>> BEGIN DATA RECORDS
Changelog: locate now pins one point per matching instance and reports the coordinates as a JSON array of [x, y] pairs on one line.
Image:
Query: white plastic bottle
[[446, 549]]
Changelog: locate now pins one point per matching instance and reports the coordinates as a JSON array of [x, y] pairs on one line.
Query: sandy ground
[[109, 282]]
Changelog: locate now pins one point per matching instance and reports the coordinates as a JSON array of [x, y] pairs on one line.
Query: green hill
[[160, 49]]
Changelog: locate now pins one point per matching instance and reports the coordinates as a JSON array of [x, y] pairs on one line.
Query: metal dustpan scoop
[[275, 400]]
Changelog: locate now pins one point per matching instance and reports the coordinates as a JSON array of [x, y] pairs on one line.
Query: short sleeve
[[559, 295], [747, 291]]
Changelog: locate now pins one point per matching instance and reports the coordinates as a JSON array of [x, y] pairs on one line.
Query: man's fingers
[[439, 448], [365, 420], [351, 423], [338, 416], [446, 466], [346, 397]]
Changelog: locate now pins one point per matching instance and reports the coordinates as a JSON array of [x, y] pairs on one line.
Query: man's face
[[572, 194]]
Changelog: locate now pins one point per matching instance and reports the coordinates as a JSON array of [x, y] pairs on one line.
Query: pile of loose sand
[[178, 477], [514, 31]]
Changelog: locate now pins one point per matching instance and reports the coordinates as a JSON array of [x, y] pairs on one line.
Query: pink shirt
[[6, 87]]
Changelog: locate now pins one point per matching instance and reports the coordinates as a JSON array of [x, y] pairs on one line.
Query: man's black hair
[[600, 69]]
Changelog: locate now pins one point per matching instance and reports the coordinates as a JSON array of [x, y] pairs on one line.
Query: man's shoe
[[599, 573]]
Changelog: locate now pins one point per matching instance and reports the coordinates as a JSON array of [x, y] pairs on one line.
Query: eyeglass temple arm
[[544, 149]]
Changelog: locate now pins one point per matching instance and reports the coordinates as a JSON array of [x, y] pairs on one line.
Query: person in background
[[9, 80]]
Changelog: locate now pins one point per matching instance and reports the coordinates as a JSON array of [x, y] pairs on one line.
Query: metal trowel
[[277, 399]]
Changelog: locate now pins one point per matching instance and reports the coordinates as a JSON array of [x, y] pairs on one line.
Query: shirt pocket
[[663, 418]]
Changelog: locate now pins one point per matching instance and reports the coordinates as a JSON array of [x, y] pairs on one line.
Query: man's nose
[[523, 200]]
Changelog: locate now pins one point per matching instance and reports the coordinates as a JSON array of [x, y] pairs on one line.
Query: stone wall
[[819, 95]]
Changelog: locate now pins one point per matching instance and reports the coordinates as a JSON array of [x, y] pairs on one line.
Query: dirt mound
>> END DATA RECORDS
## EXERCISE DIRECTIONS
Output all preceding records character for character.

## TASK SOLUTION
Changelog: locate now pins one point per matching instance and reports the coordinates as a JSON array of [x, y] pairs on one line.
Image:
Query: white plastic bottle
[[446, 549]]
Changelog: locate now pins one point per matching instance and reports the coordinates as a JSON array of [x, y] pairs on one line.
Query: sandy ground
[[109, 282]]
Changelog: locate now pins one point per matching instance and reports the coordinates as a JSON array of [x, y] pairs on one line.
Query: green hill
[[160, 49]]
Changelog: locate now pins one point per matching instance and reports the coordinates as a JSON array of [x, y] pairs on one line.
Query: metal dustpan scoop
[[275, 400]]
Changelog: locate now pins one point per matching instance and reports the coordinates as a JSON array of [x, y] pairs on one line.
Query: short sleeve
[[559, 295], [747, 291]]
Changelog: locate now pins one point per matching instance and reports the coordinates as a JSON array of [x, y] pairs on one line.
Query: man's fingers
[[439, 448], [365, 420], [351, 423], [338, 416], [446, 466], [346, 397]]
Changelog: locate now pins one point per matching instance and reports the coordinates as a JSON array of [x, y] pairs on one line.
Query: man's face
[[572, 194]]
Changelog: locate now pins one point per matching instance and reports the coordinates as a JSON array of [x, y] pairs on one line.
Query: pile of loose sand
[[178, 477], [514, 31]]
Changelog: locate now pins one point per matching instance and reports the coordinates as a JSON array of [x, y] pairs on one line.
Query: pink shirt
[[6, 87]]
Changelog: locate now pins one point per matching instance and reports the coordinates as a JSON array of [x, y] pairs on one line.
Query: man's black hair
[[600, 69]]
Changelog: locate now pins one point per matching instance and reports the coordinates as a JSON array of [x, y] pairs on one line.
Query: man's shoe
[[599, 573]]
Changelog: locate now pins one point per matching instance and reports the coordinates as a JSON array of [x, y] pairs on one line.
Query: eyeglass temple arm
[[544, 149]]
Changelog: locate now pins one point per matching instance and reports the coordinates as a JSON array of [x, y] pairs on one line.
Query: person in background
[[9, 80]]
Changelog: locate now pins one point per matching instance and reports the coordinates as a JSON array of [x, y] pairs on one line.
Query: metal trowel
[[277, 399]]
Changelog: locate now pins one point per matching instance and reports the coordinates as a JSON array of [x, y] pairs on one line.
Query: shirt pocket
[[663, 418]]
Changelog: locate now pins one point per matching instance and reports the coordinates as a JSON array of [x, y] pairs on one line.
Query: man's nose
[[523, 200]]
Changelog: locate now pins one point per matching instance and reports the coordinates as a JSON array of [x, y] pairs on one line.
Query: stone wall
[[819, 95]]
Changelog: locate now pins one point per matching instance and reports the coordinates as a JSON array of [x, y] pairs on one line.
Query: dirt mound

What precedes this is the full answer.